━━━ Texto de lectura
El arte es una expresión intrínsecamente humana. Precisamente por ello, y por la extraordinaria diversidad cultural que ha existido desde siempre, cada época y cada comunidad ha ejercido la creación artística de maneras diferentes, adaptando el arte a sus propias necesidades de expresión y comunicación.
El arte no siempre ha buscado imitar la realidad; no solamente en las vanguardias del siglo XX experimentó un alejamiento considerable de esta, sino que tampoco encontramos realismo en la expresión artística de civilizaciones como el antiguo Egipto o el Occidente medieval. Sin embargo, han existido culturas y momentos históricos en los que la imitación de la naturaleza era lo más importante, y la idea quedaba supeditada completamente a la representación de la realidad.
¿Cómo ha surgido el realismo en el arte? ¿Cuál ha sido su evolución? En este artículo intentaremos dibujar un recorrido a través de las diferentes manifestaciones artísticas y su grado de realismo.
¿Qué es el realismo en el arte?
Es importante distinguir entre dos conceptos: el Realismo como corriente artística y el realismo como característica de una obra de arte. Así, mientras que el primero es un movimiento plástico y literario que se circunscribe a las décadas que van desde 1840 a 1880, el realismo en cuanto a característica de una obra de arte tiene que ver con el grado de realismo que la obra presenta, a saber: perspectiva, proporción, volúmenes, espacio, etc.
━━━━━━
▶ _Qué se pide_:
Transcribe completo y sin ningún cambio el texto sobre el realismo en el arte. El listado no tiene relación con el texto sobre el realismo en el arte.
━━━ Información mostrada
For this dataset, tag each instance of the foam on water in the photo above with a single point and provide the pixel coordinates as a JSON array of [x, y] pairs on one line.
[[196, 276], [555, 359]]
━━━━━━
▶ _Respuesta correcta_:
El arte es una expresión intrínsecamente humana. Precisamente por ello, y por la extraordinaria diversidad cultural que ha existido desde siempre, cada época y cada comunidad ha ejercido la creación artística de maneras diferentes, adaptando el arte a sus propias necesidades de expresión y comunicación.
El arte no siempre ha buscado imitar la realidad; no solamente en las vanguardias del siglo XX experimentó un alejamiento considerable de esta, sino que tampoco encontramos realismo en la expresión artística de civilizaciones como el antiguo Egipto o el Occidente medieval. Sin embargo, han existido culturas y momentos históricos en los que la imitación de la naturaleza era lo más importante, y la idea quedaba supeditada completamente a la representación de la realidad.
¿Cómo ha surgido el realismo en el arte? ¿Cuál ha sido su evolución? En este artículo intentaremos dibujar un recorrido a través de las diferentes manifestaciones artísticas y su grado de realismo.
¿Qué es el realismo en el arte?
Es importante distinguir entre dos conceptos: el Realismo como corriente artística y el realismo como característica de una obra de arte. Así, mientras que el primero es un movimiento plástico y literario que se circunscribe a las décadas que van desde 1840 a 1880, el realismo en cuanto a característica de una obra de arte tiene que ver con el grado de realismo que la obra presenta, a saber: perspectiva, proporción, volúmenes, espacio, etc.